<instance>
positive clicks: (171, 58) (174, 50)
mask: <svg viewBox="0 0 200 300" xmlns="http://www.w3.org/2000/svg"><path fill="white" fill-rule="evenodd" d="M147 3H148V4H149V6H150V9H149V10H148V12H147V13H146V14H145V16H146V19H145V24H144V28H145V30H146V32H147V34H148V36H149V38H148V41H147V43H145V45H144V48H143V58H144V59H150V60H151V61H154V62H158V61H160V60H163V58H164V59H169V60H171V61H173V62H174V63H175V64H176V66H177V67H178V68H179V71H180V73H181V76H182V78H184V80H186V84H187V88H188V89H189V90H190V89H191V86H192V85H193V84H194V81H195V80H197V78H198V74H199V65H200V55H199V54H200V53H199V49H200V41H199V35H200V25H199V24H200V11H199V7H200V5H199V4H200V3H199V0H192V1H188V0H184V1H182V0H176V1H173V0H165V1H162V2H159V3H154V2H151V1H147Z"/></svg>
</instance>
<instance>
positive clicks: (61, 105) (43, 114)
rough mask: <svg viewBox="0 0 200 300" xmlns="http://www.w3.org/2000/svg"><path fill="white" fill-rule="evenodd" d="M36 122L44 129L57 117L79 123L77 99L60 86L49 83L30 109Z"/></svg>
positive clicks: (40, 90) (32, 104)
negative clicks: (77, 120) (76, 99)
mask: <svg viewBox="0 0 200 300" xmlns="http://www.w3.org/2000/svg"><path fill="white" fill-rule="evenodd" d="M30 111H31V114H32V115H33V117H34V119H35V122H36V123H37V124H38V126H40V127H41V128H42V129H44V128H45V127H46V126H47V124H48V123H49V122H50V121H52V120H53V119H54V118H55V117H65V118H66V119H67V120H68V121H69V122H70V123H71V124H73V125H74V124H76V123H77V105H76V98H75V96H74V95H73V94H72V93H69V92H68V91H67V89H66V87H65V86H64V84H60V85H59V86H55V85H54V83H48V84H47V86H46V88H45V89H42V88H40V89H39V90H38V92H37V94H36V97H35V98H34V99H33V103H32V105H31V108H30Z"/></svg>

=-=-=

WHAT THE TASK ASKS: Render the data lines as a JSON list of strings, one string per line, starting at the line containing "</instance>" and ending at the line containing "positive clicks: (40, 90) (32, 104)". Include both of those lines and leave out any blank lines.

EXERCISE SOLUTION:
[
  "</instance>",
  "<instance>",
  "positive clicks: (61, 105) (43, 114)",
  "rough mask: <svg viewBox=\"0 0 200 300\" xmlns=\"http://www.w3.org/2000/svg\"><path fill=\"white\" fill-rule=\"evenodd\" d=\"M36 122L44 129L57 117L79 123L77 99L60 86L49 83L30 109Z\"/></svg>",
  "positive clicks: (40, 90) (32, 104)"
]